MATERIAL PROVIDED →
================
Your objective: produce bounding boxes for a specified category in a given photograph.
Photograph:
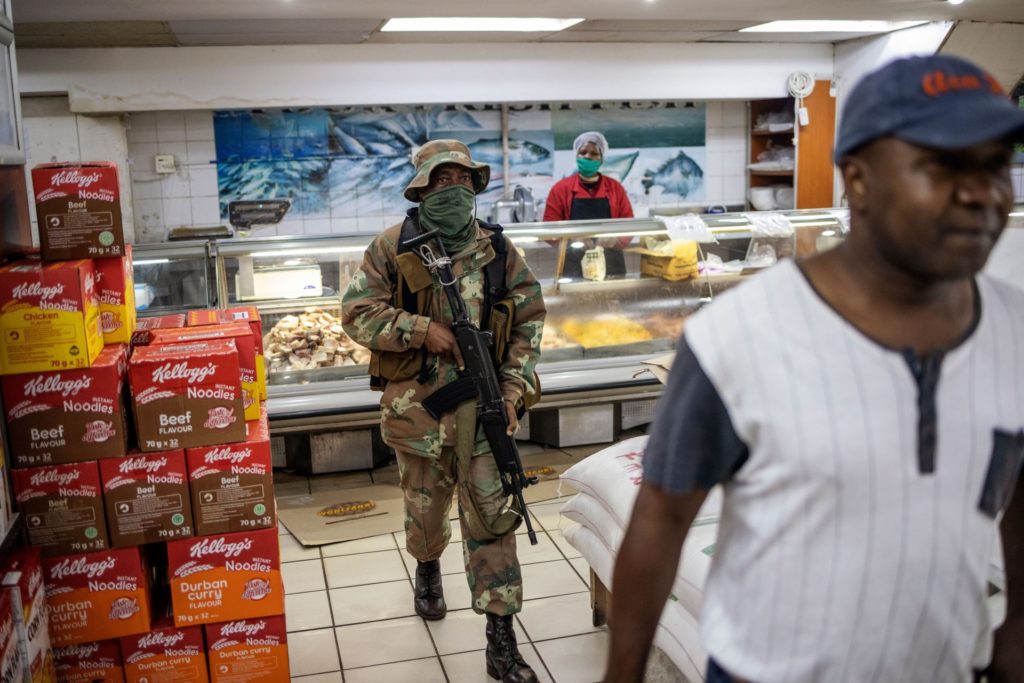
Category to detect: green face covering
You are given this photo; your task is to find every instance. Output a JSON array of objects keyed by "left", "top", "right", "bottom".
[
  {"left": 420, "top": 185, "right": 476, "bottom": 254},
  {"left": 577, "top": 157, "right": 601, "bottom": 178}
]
================
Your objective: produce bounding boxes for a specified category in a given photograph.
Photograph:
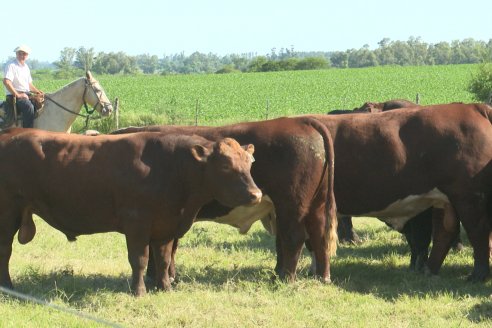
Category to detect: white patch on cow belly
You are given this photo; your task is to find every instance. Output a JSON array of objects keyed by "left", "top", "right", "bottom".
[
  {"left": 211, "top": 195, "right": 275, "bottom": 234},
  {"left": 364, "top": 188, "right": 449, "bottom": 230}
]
================
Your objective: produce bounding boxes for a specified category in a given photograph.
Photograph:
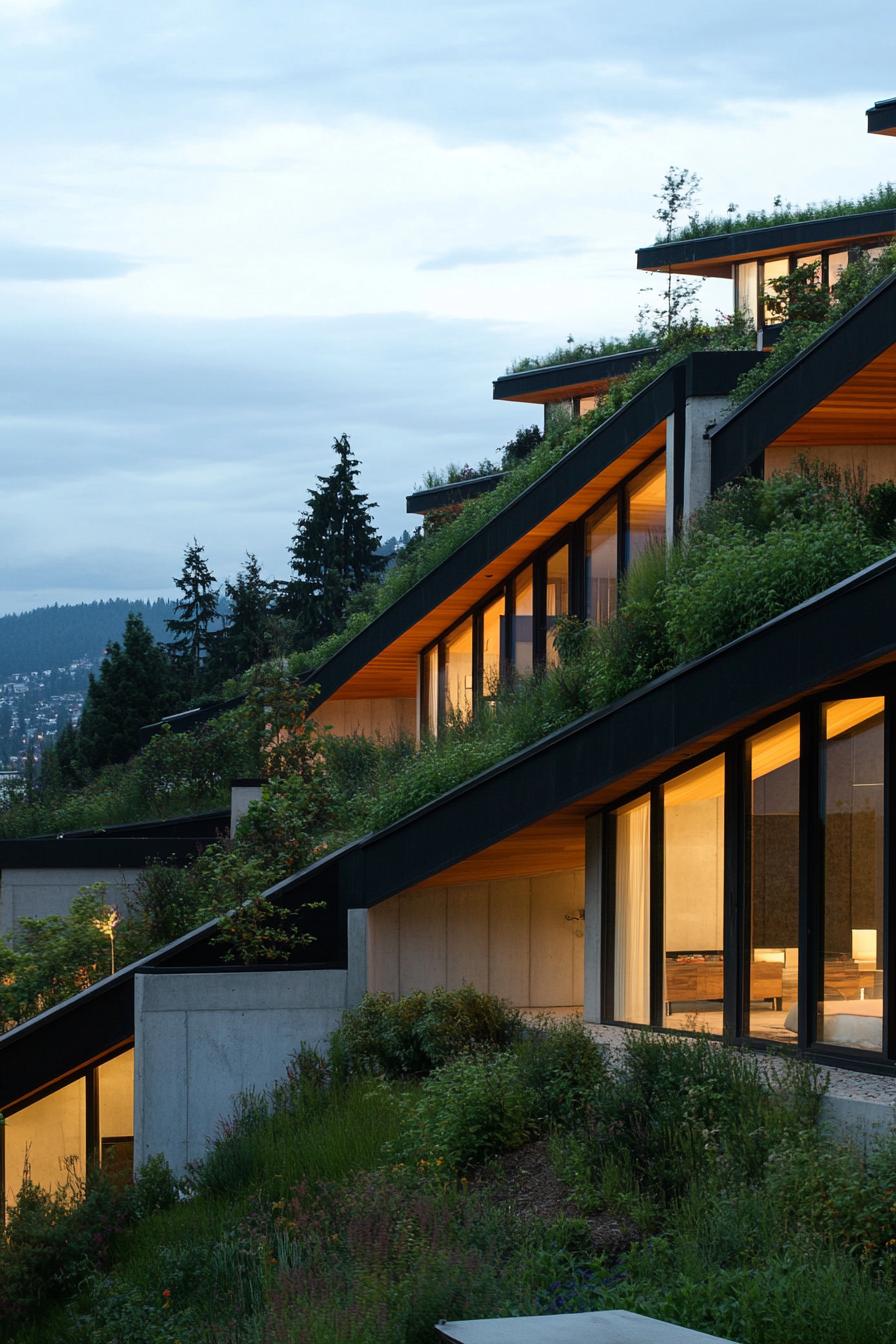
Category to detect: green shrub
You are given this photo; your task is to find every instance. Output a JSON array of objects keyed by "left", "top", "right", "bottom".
================
WORK REQUIRED → Locate every line in the data above that contains the string "left", and copy each of those lines in full.

EXPECTED ANSWER →
You are given this photo; your task is to find every instance. Output a JSON array of objects keyed by "left", "top", "right", "bottom".
  {"left": 420, "top": 185, "right": 476, "bottom": 254},
  {"left": 577, "top": 157, "right": 601, "bottom": 178}
You are given this photo; your task is to find every instance. Output a JSON array of objects keyed by "left", "top", "right", "bottom".
  {"left": 211, "top": 195, "right": 275, "bottom": 234},
  {"left": 364, "top": 188, "right": 449, "bottom": 230}
You are given this photo; your task is to find every instance. Output a JSON array of objects keyed by "left", "top", "right", "bottom".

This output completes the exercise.